=== Section Start ===

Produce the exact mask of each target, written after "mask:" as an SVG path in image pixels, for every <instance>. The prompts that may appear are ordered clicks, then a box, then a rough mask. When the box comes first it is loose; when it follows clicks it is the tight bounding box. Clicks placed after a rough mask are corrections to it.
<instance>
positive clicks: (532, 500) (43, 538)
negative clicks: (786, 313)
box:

=== Section End ===

*PROBLEM DETAILS*. Starting from the line that contains "positive clicks: (532, 500) (43, 538)", reproduce each line of the data exactly through the last one.

*EXPECTED OUTPUT*.
positive clicks: (532, 500) (43, 538)
negative clicks: (786, 313)
box:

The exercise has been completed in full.